Задания
a) Перепишите фрагмент страницы начиная со слов «Все идёт к тому, что» и вплоть до слов «может остановить войну?», поставив «надзиратели» вместо «тюремщики».
b) Перечислите все страны и территории, которые во фрагменте страницы названы остающимися в опасности.

Фрагмент страницы

┌────────

Конечно, они понятия не имеют, кто эти люди, но ходят легенды, что тут сидел один мужик, которого потом забрали американцы и сделали царем в Израиле. Какая-то такая смутная легенда среди них всегда ходила. А после 2014-го они поверили, что больше никогда ничего не будет. Кругом будет русский мир. Это навсегда. А сейчас они поняли, что, кажется, что-то пошло не так. Что, кажется, их обманули. И опять же, очень простая и доходчивая вещь — Голливуд и «Оскар». Они, конечно, не помнят фамилию Щеранский, но они точно знают, что такое «Оскар», и что такое Голливуд. Я весь 2022 год была уверена, что 2023 год Навальный может физически не пережить. Теперь я знаю, что он 2023 год переживет. Этот «Оскар» спас его жизнь. Они будут его мучить, но если он будет умирать — они его спасут. Для них это важно.

Все идёт к тому, что тюремщики прозревают, к людям, которые против войны, начали относиться по-другому. Вагнера там уже нет, сами тюремщики не очень хотят заниматься вербовкой, а это возложено сейчас на них. У них самих пошли антивоенные настроения. Я это вижу: у нас в каждой зоне сейчас есть один-два-три человека — это такой Платон Каратаев с народа — обычный заключенный, который ходит из барака в барак, от дверей к двери, от ушей к ушам и агитирует против войны. Говорит, что нельзя вербоваться. И эти люди меня больше всего вдохновляют. Это очень ценные люди. И это движение мощно пошло где-то с конца осени. А раньше его не было — их сразу же забирали в ШИЗО. Теперь не трогают. Ну, и давайте не будем забывать, что тюремщики очень хорошо запомнили Пригожина. Так их никто и никогда не унижал. Поэтому людей, севших за антивоенное настроение, они трогать не будут.

Что может остановить войну?

— Я понимаю, что реальность такова, что рано или поздно надо будет сесть за стол переговоров с участием Европы и Запада, но это будет не совсем остановка войны. Это может быть перемирием. Если честно, войну остановит смерть Путина. А еще остановит победа Украины. Варианты есть, пожалуйста: смерть Путина или победа Украины. Все остальное — компромиссы. Все равно будет ядерная погремушка в кармане. Все равно будут в опасности Польша, Молдова, страны Балтии, Северный Казахстан. Но решение проблемы простое.

└────────

Выдержки из листинга
┌────────

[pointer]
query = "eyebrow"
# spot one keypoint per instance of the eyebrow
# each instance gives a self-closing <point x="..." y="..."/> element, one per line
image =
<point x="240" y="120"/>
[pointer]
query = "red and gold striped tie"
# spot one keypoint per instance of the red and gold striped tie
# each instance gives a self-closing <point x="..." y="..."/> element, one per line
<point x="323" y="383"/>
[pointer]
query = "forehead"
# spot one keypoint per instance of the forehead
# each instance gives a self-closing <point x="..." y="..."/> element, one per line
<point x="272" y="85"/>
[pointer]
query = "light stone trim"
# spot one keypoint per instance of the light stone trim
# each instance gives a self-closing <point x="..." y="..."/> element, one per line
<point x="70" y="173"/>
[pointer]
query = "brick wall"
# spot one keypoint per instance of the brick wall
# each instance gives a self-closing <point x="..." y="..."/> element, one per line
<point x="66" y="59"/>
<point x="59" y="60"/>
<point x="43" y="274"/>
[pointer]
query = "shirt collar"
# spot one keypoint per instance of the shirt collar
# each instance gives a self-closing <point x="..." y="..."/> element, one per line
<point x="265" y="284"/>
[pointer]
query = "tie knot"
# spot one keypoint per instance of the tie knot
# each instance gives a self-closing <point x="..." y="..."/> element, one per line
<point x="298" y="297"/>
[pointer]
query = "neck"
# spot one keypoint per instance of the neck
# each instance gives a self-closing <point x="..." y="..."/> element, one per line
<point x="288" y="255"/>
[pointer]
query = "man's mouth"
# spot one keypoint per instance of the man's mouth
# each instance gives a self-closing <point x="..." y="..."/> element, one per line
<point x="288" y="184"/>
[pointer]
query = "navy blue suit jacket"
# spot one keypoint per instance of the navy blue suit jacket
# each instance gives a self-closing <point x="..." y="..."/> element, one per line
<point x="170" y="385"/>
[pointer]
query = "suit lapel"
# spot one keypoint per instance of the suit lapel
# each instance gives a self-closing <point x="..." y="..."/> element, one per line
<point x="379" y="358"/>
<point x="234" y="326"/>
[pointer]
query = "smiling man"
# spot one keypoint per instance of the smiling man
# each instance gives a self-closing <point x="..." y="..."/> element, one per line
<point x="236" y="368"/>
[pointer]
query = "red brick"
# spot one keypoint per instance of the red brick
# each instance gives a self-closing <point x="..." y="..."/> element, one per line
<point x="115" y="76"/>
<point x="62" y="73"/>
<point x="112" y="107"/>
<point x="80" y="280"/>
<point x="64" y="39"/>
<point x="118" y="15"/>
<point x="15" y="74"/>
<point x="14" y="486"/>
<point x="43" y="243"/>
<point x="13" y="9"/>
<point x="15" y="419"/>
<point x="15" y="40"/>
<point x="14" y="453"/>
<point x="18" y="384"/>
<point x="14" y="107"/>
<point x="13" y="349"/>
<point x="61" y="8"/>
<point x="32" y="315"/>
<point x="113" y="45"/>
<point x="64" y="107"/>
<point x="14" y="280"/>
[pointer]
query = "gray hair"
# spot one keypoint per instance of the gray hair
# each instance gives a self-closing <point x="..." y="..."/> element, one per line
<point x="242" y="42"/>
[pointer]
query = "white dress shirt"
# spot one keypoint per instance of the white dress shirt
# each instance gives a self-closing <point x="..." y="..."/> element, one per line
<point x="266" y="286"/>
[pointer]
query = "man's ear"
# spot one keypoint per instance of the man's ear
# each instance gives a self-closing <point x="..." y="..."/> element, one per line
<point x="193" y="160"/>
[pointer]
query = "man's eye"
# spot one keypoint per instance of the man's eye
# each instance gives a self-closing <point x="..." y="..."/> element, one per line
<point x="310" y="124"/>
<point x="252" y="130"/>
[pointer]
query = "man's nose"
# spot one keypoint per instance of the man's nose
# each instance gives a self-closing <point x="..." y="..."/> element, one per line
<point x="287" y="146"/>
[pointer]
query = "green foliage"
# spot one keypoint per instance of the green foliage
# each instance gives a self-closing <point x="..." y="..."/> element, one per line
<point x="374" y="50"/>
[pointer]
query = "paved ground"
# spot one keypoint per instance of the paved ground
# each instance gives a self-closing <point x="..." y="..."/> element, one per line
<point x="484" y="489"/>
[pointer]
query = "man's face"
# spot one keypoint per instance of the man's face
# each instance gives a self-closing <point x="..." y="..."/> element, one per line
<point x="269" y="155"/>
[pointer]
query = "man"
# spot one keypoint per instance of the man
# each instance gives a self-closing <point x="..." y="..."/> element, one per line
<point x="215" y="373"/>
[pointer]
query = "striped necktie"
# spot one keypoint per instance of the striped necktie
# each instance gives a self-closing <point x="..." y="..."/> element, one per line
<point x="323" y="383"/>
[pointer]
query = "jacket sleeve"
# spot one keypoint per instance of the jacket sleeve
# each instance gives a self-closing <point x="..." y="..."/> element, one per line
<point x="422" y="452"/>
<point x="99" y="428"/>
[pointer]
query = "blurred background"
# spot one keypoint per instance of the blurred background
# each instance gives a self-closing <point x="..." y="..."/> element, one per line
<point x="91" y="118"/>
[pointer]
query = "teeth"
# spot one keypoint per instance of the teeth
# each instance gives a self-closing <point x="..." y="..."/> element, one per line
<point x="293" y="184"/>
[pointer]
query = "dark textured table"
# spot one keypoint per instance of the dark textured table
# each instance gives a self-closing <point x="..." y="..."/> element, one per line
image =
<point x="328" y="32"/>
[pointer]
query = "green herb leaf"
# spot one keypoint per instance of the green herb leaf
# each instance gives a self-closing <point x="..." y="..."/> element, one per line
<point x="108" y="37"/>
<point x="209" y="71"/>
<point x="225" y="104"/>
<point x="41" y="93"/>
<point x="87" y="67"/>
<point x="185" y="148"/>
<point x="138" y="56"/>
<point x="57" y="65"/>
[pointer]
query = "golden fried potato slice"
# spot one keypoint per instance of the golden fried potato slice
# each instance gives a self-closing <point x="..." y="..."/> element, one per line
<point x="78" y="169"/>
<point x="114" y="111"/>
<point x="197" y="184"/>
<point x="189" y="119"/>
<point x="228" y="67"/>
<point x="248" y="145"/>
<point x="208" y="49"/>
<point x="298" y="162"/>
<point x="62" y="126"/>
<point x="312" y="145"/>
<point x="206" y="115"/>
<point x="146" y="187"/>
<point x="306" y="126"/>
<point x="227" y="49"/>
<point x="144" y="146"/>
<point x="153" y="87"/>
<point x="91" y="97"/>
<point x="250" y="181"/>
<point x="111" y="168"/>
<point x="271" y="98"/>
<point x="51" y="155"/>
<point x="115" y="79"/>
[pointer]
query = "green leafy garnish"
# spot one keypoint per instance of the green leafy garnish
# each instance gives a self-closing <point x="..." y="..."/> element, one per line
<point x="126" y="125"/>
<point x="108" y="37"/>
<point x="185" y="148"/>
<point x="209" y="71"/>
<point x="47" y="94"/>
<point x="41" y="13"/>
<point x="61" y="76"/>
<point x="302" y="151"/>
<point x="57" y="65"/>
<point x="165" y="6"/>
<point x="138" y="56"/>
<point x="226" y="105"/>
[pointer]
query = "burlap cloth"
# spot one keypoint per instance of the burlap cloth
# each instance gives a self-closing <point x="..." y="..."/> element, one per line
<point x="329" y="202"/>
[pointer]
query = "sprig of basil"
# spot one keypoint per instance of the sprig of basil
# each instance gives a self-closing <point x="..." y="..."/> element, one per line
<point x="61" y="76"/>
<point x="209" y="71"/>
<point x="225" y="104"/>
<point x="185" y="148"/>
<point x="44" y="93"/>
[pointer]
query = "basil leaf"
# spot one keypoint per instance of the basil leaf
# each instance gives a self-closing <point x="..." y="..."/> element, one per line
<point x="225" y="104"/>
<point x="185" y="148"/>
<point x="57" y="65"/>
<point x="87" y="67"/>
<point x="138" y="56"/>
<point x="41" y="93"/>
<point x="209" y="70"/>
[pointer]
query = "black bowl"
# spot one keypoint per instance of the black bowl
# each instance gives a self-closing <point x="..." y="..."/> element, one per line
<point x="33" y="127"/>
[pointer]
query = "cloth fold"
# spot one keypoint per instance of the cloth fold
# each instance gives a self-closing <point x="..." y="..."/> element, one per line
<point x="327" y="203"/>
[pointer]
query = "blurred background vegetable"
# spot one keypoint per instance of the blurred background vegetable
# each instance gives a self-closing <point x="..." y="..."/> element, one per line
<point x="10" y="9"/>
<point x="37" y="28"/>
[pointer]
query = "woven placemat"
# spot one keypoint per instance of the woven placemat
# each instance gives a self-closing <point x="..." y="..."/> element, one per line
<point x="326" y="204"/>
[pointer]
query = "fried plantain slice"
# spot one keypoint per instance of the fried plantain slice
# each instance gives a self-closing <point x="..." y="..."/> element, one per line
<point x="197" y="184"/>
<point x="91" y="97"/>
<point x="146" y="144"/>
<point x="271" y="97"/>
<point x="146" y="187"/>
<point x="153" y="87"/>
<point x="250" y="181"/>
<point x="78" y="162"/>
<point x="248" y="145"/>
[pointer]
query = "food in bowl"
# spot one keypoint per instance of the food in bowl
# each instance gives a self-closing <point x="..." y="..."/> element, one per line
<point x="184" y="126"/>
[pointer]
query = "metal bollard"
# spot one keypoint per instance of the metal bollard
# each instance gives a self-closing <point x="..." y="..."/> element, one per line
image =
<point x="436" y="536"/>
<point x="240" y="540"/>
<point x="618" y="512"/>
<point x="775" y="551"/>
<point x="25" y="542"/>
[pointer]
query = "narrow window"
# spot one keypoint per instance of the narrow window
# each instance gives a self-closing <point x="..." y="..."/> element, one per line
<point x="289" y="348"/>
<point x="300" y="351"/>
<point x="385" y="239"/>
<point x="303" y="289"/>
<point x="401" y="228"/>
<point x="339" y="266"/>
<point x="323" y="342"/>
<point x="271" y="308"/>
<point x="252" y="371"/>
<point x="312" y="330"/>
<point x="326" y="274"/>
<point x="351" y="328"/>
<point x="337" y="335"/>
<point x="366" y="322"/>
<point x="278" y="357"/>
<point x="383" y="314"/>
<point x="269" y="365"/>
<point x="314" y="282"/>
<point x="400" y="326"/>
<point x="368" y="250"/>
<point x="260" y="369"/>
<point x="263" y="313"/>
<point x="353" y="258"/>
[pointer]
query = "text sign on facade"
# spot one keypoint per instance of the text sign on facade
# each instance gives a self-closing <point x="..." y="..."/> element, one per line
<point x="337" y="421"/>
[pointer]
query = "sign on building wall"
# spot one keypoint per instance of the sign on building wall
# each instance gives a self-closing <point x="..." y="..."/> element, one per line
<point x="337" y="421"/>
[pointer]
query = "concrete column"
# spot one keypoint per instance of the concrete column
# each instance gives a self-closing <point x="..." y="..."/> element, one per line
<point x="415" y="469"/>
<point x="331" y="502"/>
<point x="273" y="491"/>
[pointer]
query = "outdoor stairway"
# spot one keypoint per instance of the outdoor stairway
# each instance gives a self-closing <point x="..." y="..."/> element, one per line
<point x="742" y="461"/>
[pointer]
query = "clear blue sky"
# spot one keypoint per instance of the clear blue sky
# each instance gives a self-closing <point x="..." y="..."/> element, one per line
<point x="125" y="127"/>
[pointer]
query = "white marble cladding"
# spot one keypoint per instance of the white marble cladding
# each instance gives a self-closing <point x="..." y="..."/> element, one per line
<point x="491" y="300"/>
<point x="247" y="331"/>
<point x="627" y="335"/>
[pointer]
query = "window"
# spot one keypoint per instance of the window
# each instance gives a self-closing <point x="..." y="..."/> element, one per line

└────────

Ответы по заданиям
a)
Все идёт к тому, что надзиратели прозревают, к людям, которые против войны, начали относиться по-другому. Вагнера там уже нет, сами надзиратели не очень хотят заниматься вербовкой, а это возложено сейчас на них. У них самих пошли антивоенные настроения. Я это вижу: у нас в каждой зоне сейчас есть один-два-три человека — это такой Платон Каратаев с народа — обычный заключенный, который ходит из барака в барак, от дверей к двери, от ушей к ушам и агитирует против войны. Говорит, что нельзя вербоваться. И эти люди меня больше всего вдохновляют. Это очень ценные люди. И это движение мощно пошло где-то с конца осени. А раньше его не было — их сразу же забирали в ШИЗО. Теперь не трогают. Ну, и давайте не будем забывать, что надзиратели очень хорошо запомнили Пригожина. Так их никто и никогда не унижал. Поэтому людей, севших за антивоенное настроение, они трогать не будут.

Что может остановить войну?

b) Польша, Молдова, страны Балтии, Северный Казахстан.